▶ _Task instructions_:
Go through the entries below and count the lines where "Outline" occurs. Give nothing but that number.

▶ _Given records_:

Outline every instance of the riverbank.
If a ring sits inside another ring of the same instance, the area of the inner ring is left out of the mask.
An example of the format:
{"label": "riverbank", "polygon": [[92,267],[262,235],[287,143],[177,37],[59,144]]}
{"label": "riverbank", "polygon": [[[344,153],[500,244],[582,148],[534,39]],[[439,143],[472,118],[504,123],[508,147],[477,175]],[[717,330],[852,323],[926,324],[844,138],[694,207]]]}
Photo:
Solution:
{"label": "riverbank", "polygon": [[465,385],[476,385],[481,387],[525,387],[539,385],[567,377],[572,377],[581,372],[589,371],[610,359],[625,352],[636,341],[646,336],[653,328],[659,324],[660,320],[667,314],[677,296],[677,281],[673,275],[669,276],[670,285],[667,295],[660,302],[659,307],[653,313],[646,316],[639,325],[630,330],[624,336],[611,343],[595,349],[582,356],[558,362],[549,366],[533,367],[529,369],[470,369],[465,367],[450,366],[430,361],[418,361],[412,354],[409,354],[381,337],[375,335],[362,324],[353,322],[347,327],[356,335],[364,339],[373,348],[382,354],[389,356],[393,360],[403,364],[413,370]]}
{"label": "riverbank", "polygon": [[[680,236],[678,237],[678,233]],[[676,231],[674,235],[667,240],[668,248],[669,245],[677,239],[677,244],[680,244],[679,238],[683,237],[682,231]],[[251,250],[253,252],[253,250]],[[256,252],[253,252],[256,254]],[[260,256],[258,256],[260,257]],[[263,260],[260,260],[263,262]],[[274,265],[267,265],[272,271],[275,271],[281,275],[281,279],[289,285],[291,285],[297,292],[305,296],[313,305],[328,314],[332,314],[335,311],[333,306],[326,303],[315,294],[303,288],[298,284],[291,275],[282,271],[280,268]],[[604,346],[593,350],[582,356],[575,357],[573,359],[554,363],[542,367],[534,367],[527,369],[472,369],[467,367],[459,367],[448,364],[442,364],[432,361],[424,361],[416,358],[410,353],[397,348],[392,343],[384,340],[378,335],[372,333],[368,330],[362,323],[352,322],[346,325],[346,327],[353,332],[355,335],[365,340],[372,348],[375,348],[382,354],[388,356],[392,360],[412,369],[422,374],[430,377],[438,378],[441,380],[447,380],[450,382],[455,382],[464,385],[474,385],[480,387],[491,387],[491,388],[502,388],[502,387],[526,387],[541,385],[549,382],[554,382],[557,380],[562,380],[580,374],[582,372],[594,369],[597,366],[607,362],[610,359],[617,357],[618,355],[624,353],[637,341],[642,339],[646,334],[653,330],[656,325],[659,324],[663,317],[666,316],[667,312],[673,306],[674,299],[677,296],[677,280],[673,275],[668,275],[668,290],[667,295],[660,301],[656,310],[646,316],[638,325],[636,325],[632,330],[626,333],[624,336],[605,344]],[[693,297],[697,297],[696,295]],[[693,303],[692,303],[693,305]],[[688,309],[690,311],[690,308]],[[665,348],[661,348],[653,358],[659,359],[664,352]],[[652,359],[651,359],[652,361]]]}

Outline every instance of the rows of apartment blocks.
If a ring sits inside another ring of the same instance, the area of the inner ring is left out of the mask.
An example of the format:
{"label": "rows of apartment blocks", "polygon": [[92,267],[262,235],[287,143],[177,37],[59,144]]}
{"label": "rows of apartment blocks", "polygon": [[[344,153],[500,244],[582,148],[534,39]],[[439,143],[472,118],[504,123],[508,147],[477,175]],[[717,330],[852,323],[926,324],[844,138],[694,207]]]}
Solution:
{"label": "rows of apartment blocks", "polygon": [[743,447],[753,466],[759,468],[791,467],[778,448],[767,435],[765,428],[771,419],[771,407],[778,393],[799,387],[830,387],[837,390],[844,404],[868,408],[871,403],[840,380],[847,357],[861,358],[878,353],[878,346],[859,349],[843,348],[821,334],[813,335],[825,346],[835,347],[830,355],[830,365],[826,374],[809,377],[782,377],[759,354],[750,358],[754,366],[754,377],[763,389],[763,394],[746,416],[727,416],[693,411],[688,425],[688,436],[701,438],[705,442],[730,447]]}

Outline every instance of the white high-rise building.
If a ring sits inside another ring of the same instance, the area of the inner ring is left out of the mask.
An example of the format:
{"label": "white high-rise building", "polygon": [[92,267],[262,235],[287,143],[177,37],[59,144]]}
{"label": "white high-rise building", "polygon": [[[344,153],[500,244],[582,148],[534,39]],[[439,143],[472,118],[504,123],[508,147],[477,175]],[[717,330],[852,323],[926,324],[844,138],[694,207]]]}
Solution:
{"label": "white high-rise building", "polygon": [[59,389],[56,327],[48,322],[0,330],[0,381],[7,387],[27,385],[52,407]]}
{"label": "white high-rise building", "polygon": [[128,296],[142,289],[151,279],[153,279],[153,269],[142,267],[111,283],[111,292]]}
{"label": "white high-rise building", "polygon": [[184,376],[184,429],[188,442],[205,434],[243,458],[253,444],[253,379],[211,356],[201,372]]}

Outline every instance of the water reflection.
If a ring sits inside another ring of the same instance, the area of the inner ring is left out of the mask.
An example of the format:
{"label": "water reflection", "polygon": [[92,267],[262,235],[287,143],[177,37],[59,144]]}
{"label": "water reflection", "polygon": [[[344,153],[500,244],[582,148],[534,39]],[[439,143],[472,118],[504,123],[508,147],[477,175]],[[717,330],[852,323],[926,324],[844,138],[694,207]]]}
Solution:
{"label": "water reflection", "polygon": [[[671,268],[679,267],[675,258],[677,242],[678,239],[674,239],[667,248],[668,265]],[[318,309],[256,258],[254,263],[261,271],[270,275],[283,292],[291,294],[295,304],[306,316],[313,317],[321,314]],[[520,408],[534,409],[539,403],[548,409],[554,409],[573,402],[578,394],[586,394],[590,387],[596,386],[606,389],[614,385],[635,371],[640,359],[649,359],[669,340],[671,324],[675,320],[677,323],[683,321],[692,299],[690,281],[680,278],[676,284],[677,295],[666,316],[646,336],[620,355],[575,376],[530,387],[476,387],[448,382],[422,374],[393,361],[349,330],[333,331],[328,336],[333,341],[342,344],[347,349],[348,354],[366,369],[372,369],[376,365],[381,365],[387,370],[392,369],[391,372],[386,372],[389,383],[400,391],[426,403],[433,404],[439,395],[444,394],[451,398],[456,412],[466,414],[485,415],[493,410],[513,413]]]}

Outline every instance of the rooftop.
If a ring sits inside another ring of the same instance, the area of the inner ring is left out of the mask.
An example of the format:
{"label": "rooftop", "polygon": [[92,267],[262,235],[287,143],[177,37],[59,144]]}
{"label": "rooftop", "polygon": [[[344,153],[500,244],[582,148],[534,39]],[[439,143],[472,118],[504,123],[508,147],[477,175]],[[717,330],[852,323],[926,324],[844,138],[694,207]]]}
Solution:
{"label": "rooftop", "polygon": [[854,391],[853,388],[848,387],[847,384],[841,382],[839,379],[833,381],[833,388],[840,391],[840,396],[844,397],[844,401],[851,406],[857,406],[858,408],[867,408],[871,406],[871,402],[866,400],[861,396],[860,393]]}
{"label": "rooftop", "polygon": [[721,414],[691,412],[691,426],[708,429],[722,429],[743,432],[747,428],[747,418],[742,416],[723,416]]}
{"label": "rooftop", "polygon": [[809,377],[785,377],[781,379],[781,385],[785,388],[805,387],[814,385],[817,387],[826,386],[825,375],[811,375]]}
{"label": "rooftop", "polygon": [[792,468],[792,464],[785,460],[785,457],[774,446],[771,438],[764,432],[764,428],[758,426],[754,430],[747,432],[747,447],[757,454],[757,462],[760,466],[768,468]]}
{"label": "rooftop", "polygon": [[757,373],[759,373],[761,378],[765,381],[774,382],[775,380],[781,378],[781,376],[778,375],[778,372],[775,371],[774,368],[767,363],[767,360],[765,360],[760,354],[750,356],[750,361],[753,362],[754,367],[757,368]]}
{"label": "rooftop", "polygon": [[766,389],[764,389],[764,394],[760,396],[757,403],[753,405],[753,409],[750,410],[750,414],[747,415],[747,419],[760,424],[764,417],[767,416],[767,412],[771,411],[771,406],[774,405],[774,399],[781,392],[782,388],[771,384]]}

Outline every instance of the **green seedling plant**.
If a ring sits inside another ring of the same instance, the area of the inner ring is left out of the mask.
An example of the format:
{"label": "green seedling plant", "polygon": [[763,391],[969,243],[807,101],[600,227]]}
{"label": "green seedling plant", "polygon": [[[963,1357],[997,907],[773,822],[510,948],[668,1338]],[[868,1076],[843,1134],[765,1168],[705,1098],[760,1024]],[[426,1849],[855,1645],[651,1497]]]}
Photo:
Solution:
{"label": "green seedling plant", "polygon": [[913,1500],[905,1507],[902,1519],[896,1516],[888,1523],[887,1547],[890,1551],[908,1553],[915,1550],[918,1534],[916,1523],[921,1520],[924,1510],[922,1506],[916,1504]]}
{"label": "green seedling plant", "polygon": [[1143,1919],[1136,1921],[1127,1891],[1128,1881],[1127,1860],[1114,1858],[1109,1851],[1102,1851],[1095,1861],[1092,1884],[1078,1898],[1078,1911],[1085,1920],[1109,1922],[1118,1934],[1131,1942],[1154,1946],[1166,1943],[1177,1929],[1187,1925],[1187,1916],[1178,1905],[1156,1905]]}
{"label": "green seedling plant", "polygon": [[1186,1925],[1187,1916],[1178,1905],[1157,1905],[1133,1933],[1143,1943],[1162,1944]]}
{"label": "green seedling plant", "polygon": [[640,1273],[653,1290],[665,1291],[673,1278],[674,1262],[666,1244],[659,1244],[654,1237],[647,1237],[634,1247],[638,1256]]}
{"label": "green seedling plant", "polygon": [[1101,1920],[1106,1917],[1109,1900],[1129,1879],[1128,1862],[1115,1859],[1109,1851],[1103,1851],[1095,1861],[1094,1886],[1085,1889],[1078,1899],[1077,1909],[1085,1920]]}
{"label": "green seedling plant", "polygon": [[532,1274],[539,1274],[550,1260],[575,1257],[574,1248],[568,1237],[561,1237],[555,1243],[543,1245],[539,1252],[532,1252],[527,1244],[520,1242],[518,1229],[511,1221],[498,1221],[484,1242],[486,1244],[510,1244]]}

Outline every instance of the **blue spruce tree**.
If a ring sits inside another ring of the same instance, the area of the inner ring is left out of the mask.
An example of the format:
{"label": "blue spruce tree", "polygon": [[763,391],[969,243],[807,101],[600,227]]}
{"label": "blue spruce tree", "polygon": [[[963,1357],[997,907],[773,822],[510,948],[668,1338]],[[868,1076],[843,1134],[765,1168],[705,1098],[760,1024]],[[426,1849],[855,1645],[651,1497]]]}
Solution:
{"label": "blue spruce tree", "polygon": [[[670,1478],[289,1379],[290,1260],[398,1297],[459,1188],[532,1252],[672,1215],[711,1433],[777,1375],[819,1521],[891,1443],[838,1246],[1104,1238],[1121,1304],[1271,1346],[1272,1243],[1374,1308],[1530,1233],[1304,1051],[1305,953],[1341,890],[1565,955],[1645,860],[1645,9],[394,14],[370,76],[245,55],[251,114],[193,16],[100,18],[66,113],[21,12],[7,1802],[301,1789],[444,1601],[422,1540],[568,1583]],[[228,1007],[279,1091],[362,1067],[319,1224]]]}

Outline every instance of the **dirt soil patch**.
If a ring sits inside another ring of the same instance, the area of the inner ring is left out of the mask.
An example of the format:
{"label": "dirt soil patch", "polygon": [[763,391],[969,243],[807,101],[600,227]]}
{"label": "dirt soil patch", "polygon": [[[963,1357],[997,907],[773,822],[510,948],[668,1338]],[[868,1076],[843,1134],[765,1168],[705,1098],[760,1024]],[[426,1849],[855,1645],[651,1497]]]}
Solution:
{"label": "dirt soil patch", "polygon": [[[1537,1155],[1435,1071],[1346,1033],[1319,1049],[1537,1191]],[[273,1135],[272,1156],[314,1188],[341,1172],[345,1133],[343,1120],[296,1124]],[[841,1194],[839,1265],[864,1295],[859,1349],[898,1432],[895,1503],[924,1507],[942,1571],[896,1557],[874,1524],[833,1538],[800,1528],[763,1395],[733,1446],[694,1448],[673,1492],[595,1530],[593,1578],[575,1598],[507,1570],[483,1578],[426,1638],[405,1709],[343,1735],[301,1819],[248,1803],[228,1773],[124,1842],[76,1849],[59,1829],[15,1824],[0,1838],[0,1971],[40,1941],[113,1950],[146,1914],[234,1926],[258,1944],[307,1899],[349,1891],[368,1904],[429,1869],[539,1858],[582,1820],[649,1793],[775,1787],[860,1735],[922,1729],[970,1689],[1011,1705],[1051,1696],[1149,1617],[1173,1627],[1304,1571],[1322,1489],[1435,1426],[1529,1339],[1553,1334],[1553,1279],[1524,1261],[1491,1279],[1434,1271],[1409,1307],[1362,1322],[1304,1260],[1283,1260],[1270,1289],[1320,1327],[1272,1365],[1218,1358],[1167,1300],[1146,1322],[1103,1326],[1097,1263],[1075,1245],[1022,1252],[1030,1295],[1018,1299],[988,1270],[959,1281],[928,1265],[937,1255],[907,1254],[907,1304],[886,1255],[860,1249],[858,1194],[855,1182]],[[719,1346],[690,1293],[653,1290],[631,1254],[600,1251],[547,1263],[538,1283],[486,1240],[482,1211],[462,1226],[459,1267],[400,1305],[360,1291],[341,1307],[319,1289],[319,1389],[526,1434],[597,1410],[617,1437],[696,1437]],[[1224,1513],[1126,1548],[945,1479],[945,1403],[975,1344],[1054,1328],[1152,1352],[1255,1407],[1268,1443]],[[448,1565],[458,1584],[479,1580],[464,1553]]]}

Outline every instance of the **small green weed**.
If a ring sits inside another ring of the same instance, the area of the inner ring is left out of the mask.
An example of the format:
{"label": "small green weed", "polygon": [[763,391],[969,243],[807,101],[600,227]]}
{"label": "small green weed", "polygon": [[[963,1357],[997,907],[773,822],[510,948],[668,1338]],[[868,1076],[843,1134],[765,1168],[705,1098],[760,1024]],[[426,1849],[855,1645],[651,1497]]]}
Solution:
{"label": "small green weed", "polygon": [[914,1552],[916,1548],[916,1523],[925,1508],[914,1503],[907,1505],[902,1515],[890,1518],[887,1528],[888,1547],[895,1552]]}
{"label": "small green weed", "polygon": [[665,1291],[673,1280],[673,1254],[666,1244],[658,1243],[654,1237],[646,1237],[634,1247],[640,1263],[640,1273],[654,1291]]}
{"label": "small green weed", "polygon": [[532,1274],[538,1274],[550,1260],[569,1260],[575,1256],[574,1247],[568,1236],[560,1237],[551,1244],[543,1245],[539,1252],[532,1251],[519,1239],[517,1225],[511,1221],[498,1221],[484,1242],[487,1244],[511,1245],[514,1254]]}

▶ _Result of this exercise_:
9